** start of ROWS **
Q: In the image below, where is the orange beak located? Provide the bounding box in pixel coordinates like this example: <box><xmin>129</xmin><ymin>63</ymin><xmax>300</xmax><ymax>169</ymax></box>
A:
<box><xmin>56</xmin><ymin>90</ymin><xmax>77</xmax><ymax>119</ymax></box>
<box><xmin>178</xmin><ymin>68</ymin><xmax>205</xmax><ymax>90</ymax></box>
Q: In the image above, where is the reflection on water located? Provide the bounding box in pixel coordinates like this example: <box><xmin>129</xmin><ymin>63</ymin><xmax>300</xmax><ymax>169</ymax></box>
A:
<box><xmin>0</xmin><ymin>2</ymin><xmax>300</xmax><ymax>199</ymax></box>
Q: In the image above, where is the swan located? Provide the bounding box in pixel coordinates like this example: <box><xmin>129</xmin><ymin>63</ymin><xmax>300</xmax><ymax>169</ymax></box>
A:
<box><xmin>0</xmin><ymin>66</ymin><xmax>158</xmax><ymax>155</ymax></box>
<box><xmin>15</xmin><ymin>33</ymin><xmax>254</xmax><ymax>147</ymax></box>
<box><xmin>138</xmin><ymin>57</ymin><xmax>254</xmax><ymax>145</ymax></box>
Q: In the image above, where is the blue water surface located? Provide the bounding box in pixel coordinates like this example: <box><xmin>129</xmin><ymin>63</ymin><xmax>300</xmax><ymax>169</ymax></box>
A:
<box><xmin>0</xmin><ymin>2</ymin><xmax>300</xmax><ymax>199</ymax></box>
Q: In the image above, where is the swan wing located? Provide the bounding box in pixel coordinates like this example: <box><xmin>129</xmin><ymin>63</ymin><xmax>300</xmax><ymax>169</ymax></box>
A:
** end of ROWS **
** start of ROWS **
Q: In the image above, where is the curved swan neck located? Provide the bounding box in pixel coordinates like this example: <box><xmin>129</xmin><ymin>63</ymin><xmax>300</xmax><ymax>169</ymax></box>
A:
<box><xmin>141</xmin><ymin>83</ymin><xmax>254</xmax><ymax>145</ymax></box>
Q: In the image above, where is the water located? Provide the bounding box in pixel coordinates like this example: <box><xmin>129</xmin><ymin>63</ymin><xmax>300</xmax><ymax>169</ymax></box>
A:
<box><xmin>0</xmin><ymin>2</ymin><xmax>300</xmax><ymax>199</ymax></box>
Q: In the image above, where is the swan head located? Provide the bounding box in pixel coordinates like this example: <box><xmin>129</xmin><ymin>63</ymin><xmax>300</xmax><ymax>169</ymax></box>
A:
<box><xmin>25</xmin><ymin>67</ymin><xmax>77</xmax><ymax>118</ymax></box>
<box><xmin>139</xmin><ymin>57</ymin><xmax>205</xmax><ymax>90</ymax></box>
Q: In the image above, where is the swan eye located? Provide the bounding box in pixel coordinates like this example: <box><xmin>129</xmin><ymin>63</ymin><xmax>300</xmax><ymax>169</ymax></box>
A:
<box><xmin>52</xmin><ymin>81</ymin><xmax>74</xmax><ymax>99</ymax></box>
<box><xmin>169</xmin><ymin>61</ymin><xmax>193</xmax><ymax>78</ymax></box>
** end of ROWS **
** WHAT TO DO **
Copy each line of the items above that contains the word "water". Only case-sensitive matches count.

** WRITTEN REPLY **
Q: In the image above, where is the reflection on water located? Provide the bounding box in pixel coordinates like this example: <box><xmin>129</xmin><ymin>63</ymin><xmax>300</xmax><ymax>169</ymax></box>
Q: In the image above, where is the blue water surface located? Provide the bounding box in pixel coordinates like this example: <box><xmin>129</xmin><ymin>63</ymin><xmax>300</xmax><ymax>169</ymax></box>
Q: In the image above, where is the water located? Provide the bounding box in pixel coordinates like this example: <box><xmin>129</xmin><ymin>63</ymin><xmax>300</xmax><ymax>169</ymax></box>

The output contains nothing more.